Dataset entries
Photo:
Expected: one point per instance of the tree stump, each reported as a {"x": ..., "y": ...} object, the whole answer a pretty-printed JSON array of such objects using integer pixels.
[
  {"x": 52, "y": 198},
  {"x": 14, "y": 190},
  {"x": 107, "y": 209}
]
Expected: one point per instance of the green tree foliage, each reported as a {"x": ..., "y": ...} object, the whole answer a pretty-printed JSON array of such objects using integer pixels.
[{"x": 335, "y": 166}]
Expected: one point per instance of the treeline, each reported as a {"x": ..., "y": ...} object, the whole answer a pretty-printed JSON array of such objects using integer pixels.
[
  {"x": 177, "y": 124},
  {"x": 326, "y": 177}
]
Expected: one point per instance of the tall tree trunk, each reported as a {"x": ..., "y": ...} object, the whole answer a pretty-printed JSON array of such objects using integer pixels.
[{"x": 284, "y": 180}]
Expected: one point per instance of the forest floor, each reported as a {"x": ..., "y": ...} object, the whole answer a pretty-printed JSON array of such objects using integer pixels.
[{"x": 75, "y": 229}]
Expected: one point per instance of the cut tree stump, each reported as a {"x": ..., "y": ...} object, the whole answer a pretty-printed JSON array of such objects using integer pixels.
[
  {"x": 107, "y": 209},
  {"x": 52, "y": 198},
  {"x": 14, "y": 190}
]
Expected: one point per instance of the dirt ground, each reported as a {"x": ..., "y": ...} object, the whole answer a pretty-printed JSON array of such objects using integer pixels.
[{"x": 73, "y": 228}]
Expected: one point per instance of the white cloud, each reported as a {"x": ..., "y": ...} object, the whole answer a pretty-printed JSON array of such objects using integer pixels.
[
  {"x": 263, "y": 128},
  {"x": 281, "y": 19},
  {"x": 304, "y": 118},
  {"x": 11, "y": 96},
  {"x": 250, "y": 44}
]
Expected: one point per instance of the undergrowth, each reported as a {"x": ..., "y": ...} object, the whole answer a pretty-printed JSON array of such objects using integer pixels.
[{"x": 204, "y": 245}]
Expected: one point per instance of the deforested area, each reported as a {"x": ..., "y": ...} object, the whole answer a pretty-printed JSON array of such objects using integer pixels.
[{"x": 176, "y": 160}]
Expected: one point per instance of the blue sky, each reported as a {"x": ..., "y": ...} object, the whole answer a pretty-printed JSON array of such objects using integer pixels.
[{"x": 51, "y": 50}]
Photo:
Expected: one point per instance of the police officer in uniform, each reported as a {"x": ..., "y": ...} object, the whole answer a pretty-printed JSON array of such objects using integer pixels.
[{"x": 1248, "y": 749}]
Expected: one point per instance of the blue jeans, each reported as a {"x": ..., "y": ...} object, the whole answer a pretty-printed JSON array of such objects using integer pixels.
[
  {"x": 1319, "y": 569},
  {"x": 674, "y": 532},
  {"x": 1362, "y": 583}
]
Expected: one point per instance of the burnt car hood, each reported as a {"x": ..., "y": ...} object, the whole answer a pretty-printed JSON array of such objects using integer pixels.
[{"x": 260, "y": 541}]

**Work order**. A verbatim reproduction of all the records above is the expected answer.

**Response box**.
Photo:
Expected: one point per instance of the tree stump, each reported as a {"x": ..., "y": ...} object, the whole answer a pretty-printed JSON array of such objects using integer pixels.
[
  {"x": 52, "y": 198},
  {"x": 14, "y": 190},
  {"x": 107, "y": 209}
]
Expected: one point per instance of the green tree foliage, each reported as a {"x": ..., "y": ...} object, the whole answer a pretty-printed JSON array of such objects using integer pixels.
[{"x": 335, "y": 166}]
Expected: one point per instance of the treeline, each reported as a {"x": ..., "y": ...} object, the whole answer a pretty-printed JSON array of such objects using integer pixels.
[
  {"x": 177, "y": 124},
  {"x": 326, "y": 177}
]
Expected: one point per instance of the tall tree trunk, each reported as a {"x": ..., "y": ...} object, the whole answer a pretty-printed JSON array of such objects using integer pixels.
[{"x": 284, "y": 180}]
Expected: one point per instance of the forest floor, each reported as a {"x": ..., "y": ...} object, the whole answer a pretty-printed JSON array of such objects using integer pixels.
[{"x": 75, "y": 229}]
Expected: one point per instance of the cut tree stump, each reported as a {"x": ..., "y": ...} object, the whole answer a pretty-printed JSON array of such objects using integer pixels.
[
  {"x": 107, "y": 209},
  {"x": 52, "y": 198},
  {"x": 14, "y": 190}
]
Expected: one point per instance of the dirt ground, each reported as a {"x": ..., "y": ...} object, the whole answer a pretty-printed JSON array of such objects using integer pixels.
[{"x": 73, "y": 228}]
Expected: one point per instance of the white cloud, each reported as a {"x": ..., "y": ...} object, the whole answer a pretty-printed JSON array of such objects using integer pixels.
[
  {"x": 263, "y": 128},
  {"x": 281, "y": 19},
  {"x": 304, "y": 118},
  {"x": 11, "y": 96},
  {"x": 250, "y": 44}
]
Expected: one point per instance of the undergrowth, each reported as a {"x": ..., "y": ...} object, the whole answer a pretty-printed JSON array of such objects using integer pixels.
[{"x": 204, "y": 245}]
Expected: one point per instance of the deforested area, each reported as a {"x": ..., "y": ...} object, the whole answer a pretty-printed JSON array of such objects using integer pixels.
[{"x": 176, "y": 160}]
Expected: one point per instance of the blue sky, each reported as a {"x": ..., "y": ...} object, the whole answer a pretty-printed JSON array of such objects using integer pixels.
[{"x": 51, "y": 50}]
Photo:
Expected: one point per instance of the police officer in uniform, each reported as a {"x": ..., "y": ...} object, the whole answer a pretty-printed JSON array of such objects using integer pixels.
[{"x": 1248, "y": 749}]
Expected: one point per instance of the blue jeans, each reported as a {"x": ..., "y": ...} object, the whole answer a pretty-printed JSON array of such objects using integer pixels.
[
  {"x": 1319, "y": 569},
  {"x": 674, "y": 532},
  {"x": 1362, "y": 583}
]
Expected: one point per instance of the burnt car hood, each reported as a {"x": ..., "y": ...} object, the whole answer a pretty-printed JSON array of such objects using integer pixels.
[{"x": 260, "y": 541}]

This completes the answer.